- _What to produce_: Return each line below word for word, with nothing changed, added, or left out.

▬▬▬▬▬▬▬▬▬▬

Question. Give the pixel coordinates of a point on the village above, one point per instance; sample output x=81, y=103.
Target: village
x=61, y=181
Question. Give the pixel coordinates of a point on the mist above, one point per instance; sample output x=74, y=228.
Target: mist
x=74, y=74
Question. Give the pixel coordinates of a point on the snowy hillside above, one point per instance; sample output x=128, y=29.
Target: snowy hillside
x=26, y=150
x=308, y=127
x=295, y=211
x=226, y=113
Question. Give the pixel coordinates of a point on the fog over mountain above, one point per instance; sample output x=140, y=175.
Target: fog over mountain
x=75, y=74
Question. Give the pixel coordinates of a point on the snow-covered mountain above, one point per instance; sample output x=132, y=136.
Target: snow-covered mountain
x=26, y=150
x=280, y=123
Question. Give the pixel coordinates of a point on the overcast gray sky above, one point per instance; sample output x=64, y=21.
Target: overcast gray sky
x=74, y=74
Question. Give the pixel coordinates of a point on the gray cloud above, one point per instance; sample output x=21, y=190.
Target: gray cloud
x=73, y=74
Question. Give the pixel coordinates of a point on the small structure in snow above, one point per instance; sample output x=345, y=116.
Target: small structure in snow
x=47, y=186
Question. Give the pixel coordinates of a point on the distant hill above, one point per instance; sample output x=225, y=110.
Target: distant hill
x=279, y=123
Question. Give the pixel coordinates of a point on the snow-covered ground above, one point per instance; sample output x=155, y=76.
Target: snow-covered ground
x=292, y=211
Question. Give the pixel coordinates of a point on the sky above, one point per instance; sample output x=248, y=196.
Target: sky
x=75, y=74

▬▬▬▬▬▬▬▬▬▬

- _Answer below_:
Question. Give the pixel coordinates of a point on the village above, one point per instance; sample output x=81, y=103.
Target: village
x=61, y=181
Question. Give the pixel coordinates of a point on the mist above, one point per instance; sample output x=74, y=228.
Target: mist
x=74, y=74
Question. Give the pixel coordinates of a point on the snowy hillside above, one point per instance; sample output x=128, y=29.
Target: snowy hillside
x=26, y=150
x=308, y=127
x=295, y=211
x=226, y=113
Question. Give the pixel coordinates of a point on the fog over mountain above, one point per instance; sample output x=140, y=175.
Target: fog over mountain
x=75, y=74
Question. Give the pixel coordinates of a point on the snow-covered mountain above, one point per instance; sample output x=132, y=136.
Target: snow-covered mountain
x=26, y=150
x=280, y=123
Question. Give the pixel coordinates of a point on the overcast gray sky above, one point per instance; sample output x=64, y=21.
Target: overcast gray sky
x=74, y=74
Question. Give the pixel coordinates of a point on the gray cloud above, one point per instance; sample output x=21, y=190.
Target: gray cloud
x=73, y=74
Question. Give the pixel coordinates of a point on the small structure in snow above, one point per instance; sample output x=345, y=116.
Target: small structure in snow
x=47, y=186
Question. Give the pixel coordinates of a point on the distant hill above, one point per instance; sample output x=225, y=110.
Target: distant hill
x=279, y=123
Question. Give the pixel coordinates of a point on the snow-covered ground above, one point per instance; sample output x=155, y=76.
Target: snow-covered ground
x=292, y=211
Question. Give the pixel coordinates of a point on the sky above, one point per instance; sample output x=248, y=196.
Target: sky
x=75, y=74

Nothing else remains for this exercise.